/---
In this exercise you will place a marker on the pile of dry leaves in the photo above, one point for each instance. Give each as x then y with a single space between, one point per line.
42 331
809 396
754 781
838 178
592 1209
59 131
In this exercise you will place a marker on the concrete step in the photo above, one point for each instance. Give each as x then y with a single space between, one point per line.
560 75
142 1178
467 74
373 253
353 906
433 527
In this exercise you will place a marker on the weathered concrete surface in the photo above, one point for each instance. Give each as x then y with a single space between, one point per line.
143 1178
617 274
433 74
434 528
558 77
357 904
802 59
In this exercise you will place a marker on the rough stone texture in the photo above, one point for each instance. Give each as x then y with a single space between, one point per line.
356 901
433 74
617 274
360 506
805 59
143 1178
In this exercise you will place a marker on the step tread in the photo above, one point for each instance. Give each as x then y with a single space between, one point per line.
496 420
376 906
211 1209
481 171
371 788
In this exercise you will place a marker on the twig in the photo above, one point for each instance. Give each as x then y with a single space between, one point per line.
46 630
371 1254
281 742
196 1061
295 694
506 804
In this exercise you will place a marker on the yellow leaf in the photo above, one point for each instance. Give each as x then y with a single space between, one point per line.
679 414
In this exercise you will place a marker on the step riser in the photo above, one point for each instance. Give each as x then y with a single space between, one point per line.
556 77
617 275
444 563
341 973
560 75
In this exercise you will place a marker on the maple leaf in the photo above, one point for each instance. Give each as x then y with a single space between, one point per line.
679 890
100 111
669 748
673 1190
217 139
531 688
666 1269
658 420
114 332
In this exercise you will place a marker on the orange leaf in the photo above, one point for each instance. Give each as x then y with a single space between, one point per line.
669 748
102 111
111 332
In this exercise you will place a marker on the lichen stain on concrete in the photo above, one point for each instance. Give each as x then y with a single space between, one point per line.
\---
Directions for this task:
Retype the records above so that nothing differs from the original.

Task result:
In this exercise you will place a marker on the pile of dry leaves in the photo above, one point for each instance. Give each as x then y with a single space between, one point per line.
42 331
809 396
754 781
838 178
592 1209
59 131
In this exercise you will place a marker on the concrete step in the photo above, one point for each instance. Give each as x then y with a single space between, one point per line.
560 75
142 1178
467 74
373 253
353 906
433 527
In this exercise you will place a marker on the weathered concrete surface in the photo above, one point for each instance. Give each as x then y with a single space between, one point per line.
143 1178
617 274
433 74
434 528
558 77
357 904
802 59
In this exercise you will place a marker on the rough stone texture in the photo above, one point for each instance. Give each as x then y with a single space between, one point per line.
356 901
433 74
617 274
360 506
805 59
143 1178
In this exercise you will place a marker on the step tread in the photo above, one point for each instance. Give each as x then y with a single space between, one point per line.
496 420
376 906
211 1209
481 171
371 788
In this exercise you will place a marker on the twig in the photo above, one point for each instance. Give each as x then y with a single space between, one point per line.
46 630
371 1254
281 742
196 1061
295 694
506 804
In this exercise you will place a marker on the yellow leaf in the photo above, one point for each instance. Give each as x then y with a single space between, one point per line.
679 414
In this exercise you will place a marker on the step riser in the photo above, one point for each instance. Give each as x then y with a single space between, one point per line.
556 77
617 275
444 563
341 973
560 75
In this exercise you will place a marker on the maple leaf in the photo above, one point for each instance. Give each as x then y with a single space between, one point per line.
679 890
100 111
669 748
673 1190
217 139
531 688
666 1269
658 420
114 332
In this exercise you will place a marker on the orange leaf in the photo above, one point for each instance. Give each as x then y with a single space between, one point per line.
669 748
102 111
111 332
In this exercise you will place a marker on the lichen stain on concrete in the photo above, one point for each instance. Give each as x then y with a single space between, one point per line.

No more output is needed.